* **Exercise prompt**:
Answer these from the passage on Seton:
(a) What was the congregation first called?
(b) In what year did the sisters adopt the rules of the Daughters of Charity?
(c) What did the most significant difficulties she faced stem from?

On July 31, Seton established a religious community in Emmitsburg dedicated to the care of the children of the poor. This was the first congregation of religious sisters founded in the United States, and its school was the first free Catholic school in America. This modest beginning marked the start of the Catholic parochial school system in the United States. The congregation was initially called the Sisters of Charity of St. Joseph's. From that point on, she became known as "Mother Seton." In 1811, the sisters adopted the rules of the Daughters of Charity, co-founded in France by Vincent de Paul and Louise de Marillac.

Later life and death

The remainder of Seton's life was spent leading and developing the new congregation. Seton was described as a charming and cultured lady. Her connections to New York society and the accompanying social pressures to leave the new life she had created for herself did not deter her from embracing her religious vocation and charitable mission. The most significant difficulties she faced were internal, stemming from misunderstandings, interpersonal conflicts, and the deaths of two daughters, other loved ones, and young sisters in the community.

* **Given data**:
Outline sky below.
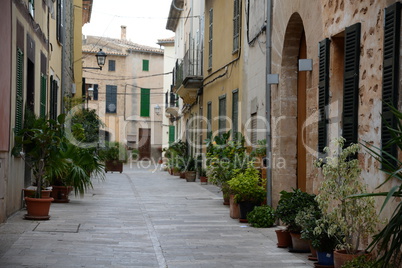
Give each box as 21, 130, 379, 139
82, 0, 175, 47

* **Solution**:
(a) The Sisters of Charity of St. Joseph's.
(b) 1811.
(c) Misunderstandings, interpersonal conflicts, and the deaths of two daughters, other loved ones, and young sisters in the community.